### TASK OBJECTIVE
Set down the following lines of the listing verbatim, beginning at the line that contains "Objective — one marker per instance of the dry" and stopping after the line that contains "Query: dry corn stalk debris".

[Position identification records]
========

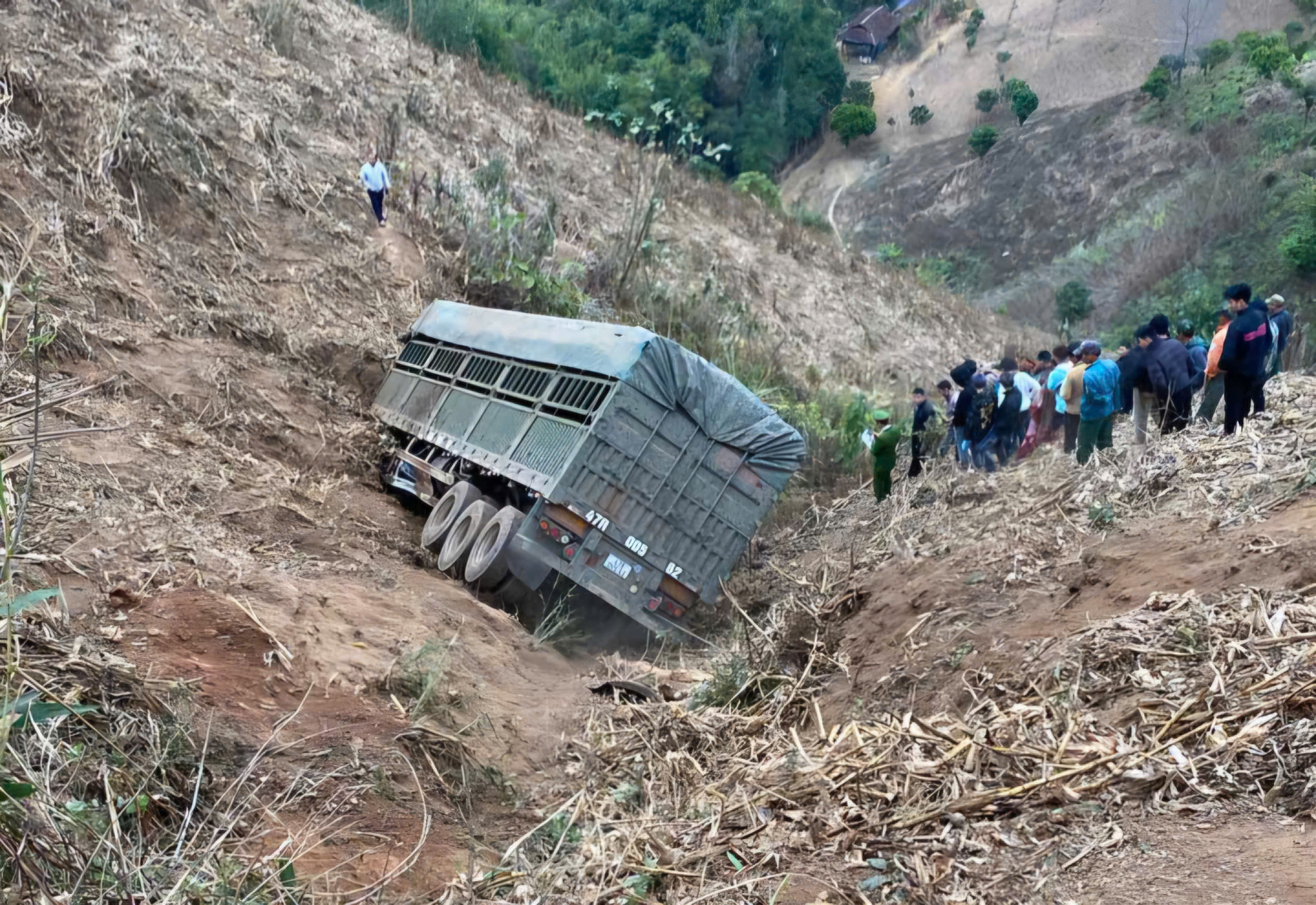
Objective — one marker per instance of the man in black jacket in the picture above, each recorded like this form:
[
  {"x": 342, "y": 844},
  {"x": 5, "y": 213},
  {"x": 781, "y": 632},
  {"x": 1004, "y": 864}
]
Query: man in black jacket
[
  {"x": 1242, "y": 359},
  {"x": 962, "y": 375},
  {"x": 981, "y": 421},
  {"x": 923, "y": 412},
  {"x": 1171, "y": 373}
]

========

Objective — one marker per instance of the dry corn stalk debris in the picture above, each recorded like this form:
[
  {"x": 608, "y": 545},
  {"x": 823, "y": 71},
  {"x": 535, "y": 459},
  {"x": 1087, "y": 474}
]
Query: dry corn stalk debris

========

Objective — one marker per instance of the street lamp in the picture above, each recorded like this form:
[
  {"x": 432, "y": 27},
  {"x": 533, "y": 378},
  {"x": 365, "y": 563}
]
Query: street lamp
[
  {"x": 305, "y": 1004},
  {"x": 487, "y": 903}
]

========

### WORKED SOLUTION
Objective — one marker per instance of the dry corn stalk debris in the picture above, each recorded like this form:
[
  {"x": 608, "y": 545},
  {"x": 823, "y": 71},
  {"x": 535, "y": 459},
  {"x": 1087, "y": 474}
]
Query: dry corn stalk debris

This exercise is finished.